> [TASK A] Reproduce the rows exactly as they appear, from the start of the rows through the line containing "162,92,952,1108", with both ends included.

> [TEXT EXTRACT]
Overview of Byzantine Empire
In the year 1453, Turks from the Ottoman Empire captured the city of Constantinople bringing an official end to the Byzantine Empire. However, as we're about to learn, it was more than Turkish guns that brought an end to this grand empire. For centuries, the Byzantine Empire, also known as the Eastern Roman Empire, had enjoyed prosperity. Situated along profitable trade routes and protected by the Black Sea, the empire thrived. For centuries, it seemed that the Roman Empire of the East would eclipse the grandeur once found in Rome. However, like Rome, the Byzantine Empire would face a gradual decline, aided by internal instability and external invasion.
For this lesson, we'll start with internal instability. In doing so, we'll blame the nobility for the empire's woes. To explain, early in the empire's history, most of its population was made up of free men who were given land in turn for military service. Fortunately for the empire, these men also paid taxes. With this, the Byzantine Empire not only had a large tax base, but it also had a large military at its disposal.
However, this all changed as members of the nobility began claiming large areas of land as their own. Not only did they begin swallowing up land, but they also began placing the poorer class into a state of bondage in which they were tied to the land and owed their allegiance to the noble land owner rather than the empire. This has come to be known as serfdom. As the peasant class was swallowed by the nobility, the tax base and the military of the Byzantine Empire began to evaporate. As if this wasn't bad enough, the empire was then forced to depend on mercenary armies and cities from the West for protection.
This was especially troublesome because mercenaries were rather expensive. Making matters worse, the Byzantine Empire and the cities of the West were not on the best of terms. So, not only did this deplete the empire's treasury, but it also allowed Western merchants, specifically those from Venice, free access to the markets of Constantinople. When the Venetians began selling goods at a cheaper price, the coffers of the empire were dealt another blow.

(Rows excerpted from a collection)
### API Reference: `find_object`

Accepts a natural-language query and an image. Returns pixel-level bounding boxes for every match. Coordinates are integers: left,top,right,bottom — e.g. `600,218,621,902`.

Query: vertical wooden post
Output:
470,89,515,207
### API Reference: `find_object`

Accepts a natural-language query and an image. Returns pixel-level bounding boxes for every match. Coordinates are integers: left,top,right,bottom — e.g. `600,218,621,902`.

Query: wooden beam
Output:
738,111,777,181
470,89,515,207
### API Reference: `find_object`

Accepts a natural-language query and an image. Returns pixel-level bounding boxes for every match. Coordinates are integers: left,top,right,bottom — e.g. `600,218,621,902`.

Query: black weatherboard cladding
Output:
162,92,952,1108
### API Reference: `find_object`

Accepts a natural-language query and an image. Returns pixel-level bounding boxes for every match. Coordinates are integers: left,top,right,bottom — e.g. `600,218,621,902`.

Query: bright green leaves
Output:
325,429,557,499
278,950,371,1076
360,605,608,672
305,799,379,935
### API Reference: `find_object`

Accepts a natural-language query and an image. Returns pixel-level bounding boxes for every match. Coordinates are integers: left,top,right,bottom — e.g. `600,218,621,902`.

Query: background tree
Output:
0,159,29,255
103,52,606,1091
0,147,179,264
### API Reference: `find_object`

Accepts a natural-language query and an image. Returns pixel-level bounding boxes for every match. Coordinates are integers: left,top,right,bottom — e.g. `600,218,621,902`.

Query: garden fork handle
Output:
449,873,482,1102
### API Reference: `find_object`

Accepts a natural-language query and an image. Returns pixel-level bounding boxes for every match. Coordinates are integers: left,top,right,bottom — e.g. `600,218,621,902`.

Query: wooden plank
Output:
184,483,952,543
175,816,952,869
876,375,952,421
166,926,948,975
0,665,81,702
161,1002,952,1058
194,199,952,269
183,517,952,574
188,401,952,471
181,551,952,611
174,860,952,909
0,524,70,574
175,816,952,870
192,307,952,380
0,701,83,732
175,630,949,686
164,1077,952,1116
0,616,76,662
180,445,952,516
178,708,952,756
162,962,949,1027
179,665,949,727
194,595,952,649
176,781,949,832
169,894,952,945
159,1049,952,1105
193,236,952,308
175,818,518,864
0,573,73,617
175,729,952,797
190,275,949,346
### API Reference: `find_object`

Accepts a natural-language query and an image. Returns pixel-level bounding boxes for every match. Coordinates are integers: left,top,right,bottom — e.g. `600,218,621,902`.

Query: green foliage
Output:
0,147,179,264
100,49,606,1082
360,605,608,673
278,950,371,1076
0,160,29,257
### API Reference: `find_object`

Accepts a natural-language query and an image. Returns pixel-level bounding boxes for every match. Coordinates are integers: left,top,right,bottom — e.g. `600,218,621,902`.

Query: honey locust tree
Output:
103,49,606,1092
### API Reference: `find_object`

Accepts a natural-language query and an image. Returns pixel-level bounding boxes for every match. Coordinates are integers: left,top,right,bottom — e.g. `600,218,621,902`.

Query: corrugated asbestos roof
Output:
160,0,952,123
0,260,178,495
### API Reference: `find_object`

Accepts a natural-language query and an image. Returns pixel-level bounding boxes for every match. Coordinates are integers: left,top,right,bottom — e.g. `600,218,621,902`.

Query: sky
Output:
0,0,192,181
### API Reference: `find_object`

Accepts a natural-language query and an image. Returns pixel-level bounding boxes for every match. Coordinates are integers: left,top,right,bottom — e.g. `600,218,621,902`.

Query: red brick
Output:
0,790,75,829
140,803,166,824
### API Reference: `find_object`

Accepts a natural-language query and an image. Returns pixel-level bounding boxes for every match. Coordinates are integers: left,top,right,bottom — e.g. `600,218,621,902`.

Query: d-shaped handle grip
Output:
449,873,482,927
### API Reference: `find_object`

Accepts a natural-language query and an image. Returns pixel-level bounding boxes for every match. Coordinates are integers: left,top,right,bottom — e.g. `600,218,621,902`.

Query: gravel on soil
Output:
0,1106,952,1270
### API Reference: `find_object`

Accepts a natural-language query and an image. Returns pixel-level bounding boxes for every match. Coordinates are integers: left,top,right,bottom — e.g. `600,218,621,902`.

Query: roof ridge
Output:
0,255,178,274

> [TASK B]
Using the text on the Byzantine Empire, answer each question briefly:
(i) In what year did Turks from the Ottoman Empire capture Constantinople?
(ii) Early in the empire's history, what did free men owe in return for the land they were given?
(iii) Merchants from which Western city gained free access to the markets of Constantinople?

> [CORRECT RESPONSE A]
### API Reference: `find_object`

Accepts a natural-language query and an image. Returns pixel-level bounding boxes for every match. Coordinates are integers: left,top,right,bottom — e.g. `600,218,621,902`.

Query: vertical wooden post
Output:
470,89,515,207
### API Reference: `find_object`

Accepts a natural-language query and an image. Returns pixel-level bounding boxes for every match. Coordinates are integers: left,top,right,bottom — e.g. `600,218,621,902`.

Query: wooden beam
Output:
738,111,777,181
470,89,515,207
### API Reference: `find_object`

Accepts a natural-language query and an image. Returns pixel-level bounding boxes for every match. Coordinates are integers: left,top,right,bottom — e.g. `600,218,621,902`.

Query: black weatherboard cladding
Output:
162,92,952,1108

> [CORRECT RESPONSE B]
(i) 1453
(ii) Military service
(iii) Venice